Required task 1 >>
In the forum thread, which country does Philsuma say is full of Frenchies?
Required task 2 >>
Rewrite the forum thread's text between "## Philsuma" and "animals.....and boat racing...", inclusive, changing "jungle" to "rainforest".

Excerpt provided >>
## Begin

I like it, frogs helping frogs.


----------



## Philsuma

fleshfrombone said:


> I like it, frogs helping frogs.


Heh ~

You know where else they are? Costa Rica. I never saw so many Frenchies in my life. They _do_ like the jungle and animals.....and boat racing...

Now let's see em ante up


----------



## Vermfly

I absolutely agree with you about the problems in Madagascar. I simply disagreed with your tangetial comment about the state of the American economy. 

Getting breeding groups of as many of these species as possible is critical for their survival because I don't have much hope that the problems in Madagascar can be reversed in time to save them. 



billschwinn said:


> Actually I was not trying to be preaching on politics or economics. They are however relevant to the discussion in my opinion, that is why I brought them up, so I think they are fit to be part of this thread on tossing ideas around for the crisis in Madagascar. Money will not fix the situation in my opinion, especially with it being a third world country with a corrupt govt. Setting up breeding groups for as many of the affected animals as possible with interested groups and parties throughout the world would probably be best until a possible solution to the problem on the ground could be worked out if at all possible.I must say I was not looking for a pointless internet battle, I was not trying to offend you when I previously asked a question of you, I thought that forums work by conversing each others viewpoints, wether we agree or disagree with one another, If I am mistaken and I can't speak my mind freely without a cheap shot fired at me telling me where to post then someone should let me know, I am here to converse, offer suggestions and try to help people and animals with knowledge gained from my experiences with animals for more than 25 years.Bill


----------



## mantisdragon91

Vermfly said:


> I absolutely agree with you about the problems in Madagascar. I simply disagreed with your tangetial comment about the state of the American economy.
> 
> Getting breeding groups of as many of these species as possible is critical for their survival because I don't have much hope that the problems in Madagascar can be reversed in time to save them.


We also need to push the importers to make other species available to us. There are so many other beautiful and criticly threatened species of frogs that we rarely if ever see in this country ( Heterixalus, Boophis, Mantidactylus, etc) Not to mention all the zonosaurs, geckos, chameleons, and others.


----------



## billschwinn

I could see up front an initial problem with the fact that many people in the animal hobbies come and go with frequency, with not many in it for the long term due to any number of reasons. There would have to be a large enough consortium to be able to absorb someone elses inability to continue with the program. Also I think there should be no restrictions on sales of offspring to reliable homes as there will surely need to be income to help sustain the care of each nuclei group. Any body care to add their feelings on this?


----------



## mantisdragon91

billschwinn said:


> I could see up front an initial problem with the fact that many people in the animal hobbies come and go with frequency, with not many in it for the long term due to any number of reasons. There would have to be a large enough consortium to be able to absorb someone elses inability to continue with the program. Also I think there should be no restrictions on sales of offspring to reliable homes as there will surely need to be income to help sustain the care of each nuclei group. Any body care to add their feelings on this?

## End

Entries supplied >>

## Begin

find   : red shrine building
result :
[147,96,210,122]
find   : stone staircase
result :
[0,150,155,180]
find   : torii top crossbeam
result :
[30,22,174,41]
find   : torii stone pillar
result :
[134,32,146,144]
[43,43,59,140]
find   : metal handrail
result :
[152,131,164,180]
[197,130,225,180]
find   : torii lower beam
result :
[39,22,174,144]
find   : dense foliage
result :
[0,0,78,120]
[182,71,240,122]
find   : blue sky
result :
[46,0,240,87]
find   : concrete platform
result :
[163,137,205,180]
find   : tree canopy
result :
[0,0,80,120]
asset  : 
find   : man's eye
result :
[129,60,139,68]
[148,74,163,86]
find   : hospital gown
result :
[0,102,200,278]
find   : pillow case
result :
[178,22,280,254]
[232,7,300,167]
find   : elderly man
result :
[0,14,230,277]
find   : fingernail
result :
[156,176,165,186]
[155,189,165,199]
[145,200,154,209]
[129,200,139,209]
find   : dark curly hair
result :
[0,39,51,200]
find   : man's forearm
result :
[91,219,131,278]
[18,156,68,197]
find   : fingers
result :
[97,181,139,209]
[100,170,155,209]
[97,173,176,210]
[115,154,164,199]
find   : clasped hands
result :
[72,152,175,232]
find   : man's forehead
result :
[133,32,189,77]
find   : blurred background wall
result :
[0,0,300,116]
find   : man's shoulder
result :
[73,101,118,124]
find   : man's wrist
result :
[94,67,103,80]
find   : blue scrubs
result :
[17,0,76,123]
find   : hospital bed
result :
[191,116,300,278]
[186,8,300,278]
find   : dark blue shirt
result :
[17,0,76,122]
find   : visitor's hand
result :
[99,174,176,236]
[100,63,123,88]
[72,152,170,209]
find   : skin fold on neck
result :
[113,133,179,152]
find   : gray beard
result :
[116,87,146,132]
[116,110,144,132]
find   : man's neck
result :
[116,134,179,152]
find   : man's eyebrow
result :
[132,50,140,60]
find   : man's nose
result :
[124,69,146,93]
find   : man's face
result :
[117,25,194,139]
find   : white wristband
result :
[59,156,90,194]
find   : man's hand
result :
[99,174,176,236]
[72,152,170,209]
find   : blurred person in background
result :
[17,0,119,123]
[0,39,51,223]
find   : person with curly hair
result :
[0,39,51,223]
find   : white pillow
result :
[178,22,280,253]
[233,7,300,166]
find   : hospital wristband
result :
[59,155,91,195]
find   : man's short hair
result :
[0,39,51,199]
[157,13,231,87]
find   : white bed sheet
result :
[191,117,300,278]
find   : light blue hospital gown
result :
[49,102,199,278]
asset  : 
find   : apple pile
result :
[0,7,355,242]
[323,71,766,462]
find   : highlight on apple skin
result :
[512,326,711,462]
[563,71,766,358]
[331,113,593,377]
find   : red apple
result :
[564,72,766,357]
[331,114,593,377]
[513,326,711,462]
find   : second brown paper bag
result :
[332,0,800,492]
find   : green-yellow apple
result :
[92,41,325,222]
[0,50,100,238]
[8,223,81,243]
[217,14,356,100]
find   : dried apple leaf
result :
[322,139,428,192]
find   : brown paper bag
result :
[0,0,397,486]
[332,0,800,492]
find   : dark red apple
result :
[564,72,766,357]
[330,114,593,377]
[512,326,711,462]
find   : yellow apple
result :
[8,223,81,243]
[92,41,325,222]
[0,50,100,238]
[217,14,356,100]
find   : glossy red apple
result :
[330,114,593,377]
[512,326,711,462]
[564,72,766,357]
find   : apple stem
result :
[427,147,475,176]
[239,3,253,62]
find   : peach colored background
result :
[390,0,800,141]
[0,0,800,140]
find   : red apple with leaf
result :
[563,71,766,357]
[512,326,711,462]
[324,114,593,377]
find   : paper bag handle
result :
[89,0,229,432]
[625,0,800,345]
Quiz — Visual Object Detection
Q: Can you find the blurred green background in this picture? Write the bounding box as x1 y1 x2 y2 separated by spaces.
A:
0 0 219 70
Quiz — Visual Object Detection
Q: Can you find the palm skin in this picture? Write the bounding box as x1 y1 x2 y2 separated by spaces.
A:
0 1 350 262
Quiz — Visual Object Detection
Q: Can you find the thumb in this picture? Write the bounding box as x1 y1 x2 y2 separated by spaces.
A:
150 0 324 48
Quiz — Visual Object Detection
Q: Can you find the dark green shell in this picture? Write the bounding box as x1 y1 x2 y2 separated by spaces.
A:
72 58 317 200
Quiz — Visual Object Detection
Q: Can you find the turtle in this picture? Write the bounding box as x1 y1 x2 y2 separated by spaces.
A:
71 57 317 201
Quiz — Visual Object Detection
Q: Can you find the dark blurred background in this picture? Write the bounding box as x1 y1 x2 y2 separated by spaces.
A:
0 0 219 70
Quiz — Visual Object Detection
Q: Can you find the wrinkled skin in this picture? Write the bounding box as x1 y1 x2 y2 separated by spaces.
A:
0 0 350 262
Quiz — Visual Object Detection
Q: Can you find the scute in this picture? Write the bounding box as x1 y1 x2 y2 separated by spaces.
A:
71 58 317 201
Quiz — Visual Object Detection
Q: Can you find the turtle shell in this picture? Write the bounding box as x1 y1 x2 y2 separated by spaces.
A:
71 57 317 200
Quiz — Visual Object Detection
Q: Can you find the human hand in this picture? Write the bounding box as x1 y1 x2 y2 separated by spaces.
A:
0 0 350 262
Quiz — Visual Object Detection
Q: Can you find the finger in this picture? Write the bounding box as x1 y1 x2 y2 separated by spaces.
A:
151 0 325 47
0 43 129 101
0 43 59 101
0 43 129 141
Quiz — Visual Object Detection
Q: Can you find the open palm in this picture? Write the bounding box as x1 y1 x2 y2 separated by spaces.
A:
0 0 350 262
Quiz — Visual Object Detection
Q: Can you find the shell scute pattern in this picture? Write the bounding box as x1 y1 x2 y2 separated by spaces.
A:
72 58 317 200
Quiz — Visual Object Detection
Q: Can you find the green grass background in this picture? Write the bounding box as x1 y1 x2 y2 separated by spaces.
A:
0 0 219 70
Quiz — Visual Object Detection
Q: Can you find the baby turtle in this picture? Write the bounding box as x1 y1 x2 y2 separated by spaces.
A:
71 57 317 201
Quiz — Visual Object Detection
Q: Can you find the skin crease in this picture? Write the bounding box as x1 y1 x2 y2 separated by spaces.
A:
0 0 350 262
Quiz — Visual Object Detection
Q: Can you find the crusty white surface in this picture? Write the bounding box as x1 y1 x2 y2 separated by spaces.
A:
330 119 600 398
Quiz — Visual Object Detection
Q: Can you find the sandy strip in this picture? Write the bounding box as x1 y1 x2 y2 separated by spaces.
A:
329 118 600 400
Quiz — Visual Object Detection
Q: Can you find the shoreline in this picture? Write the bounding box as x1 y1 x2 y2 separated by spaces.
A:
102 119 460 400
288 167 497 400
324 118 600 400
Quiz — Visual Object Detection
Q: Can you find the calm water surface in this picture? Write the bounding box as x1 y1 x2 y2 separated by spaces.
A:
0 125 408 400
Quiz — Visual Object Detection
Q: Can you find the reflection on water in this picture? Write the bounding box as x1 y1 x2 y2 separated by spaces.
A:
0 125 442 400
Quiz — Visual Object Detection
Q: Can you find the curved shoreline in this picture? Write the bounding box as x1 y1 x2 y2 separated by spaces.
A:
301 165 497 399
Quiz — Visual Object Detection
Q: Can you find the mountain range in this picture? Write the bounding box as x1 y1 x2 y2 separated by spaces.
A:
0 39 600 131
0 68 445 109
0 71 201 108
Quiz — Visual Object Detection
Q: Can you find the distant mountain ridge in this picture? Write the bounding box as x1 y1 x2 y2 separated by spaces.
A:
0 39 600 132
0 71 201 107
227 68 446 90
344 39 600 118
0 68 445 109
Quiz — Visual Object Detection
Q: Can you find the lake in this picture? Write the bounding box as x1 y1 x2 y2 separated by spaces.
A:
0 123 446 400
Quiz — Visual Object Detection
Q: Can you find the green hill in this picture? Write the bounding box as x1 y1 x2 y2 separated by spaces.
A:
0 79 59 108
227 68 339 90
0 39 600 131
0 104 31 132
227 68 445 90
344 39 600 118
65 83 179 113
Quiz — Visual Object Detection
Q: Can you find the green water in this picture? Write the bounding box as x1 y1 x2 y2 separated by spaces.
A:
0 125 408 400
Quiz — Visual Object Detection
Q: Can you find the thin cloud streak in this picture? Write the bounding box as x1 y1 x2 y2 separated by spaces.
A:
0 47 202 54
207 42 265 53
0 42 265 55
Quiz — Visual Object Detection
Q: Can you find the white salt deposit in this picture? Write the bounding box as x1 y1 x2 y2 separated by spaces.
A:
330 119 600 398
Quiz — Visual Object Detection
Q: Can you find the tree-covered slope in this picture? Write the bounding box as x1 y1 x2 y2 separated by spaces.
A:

## End

Full response 1 >>
Costa Rica

Full response 2 >>
## Philsuma

fleshfrombone said:


> I like it, frogs helping frogs.


Heh ~

You know where else they are? Costa Rica. I never saw so many Frenchies in my life. They _do_ like the rainforest and animals.....and boat racing...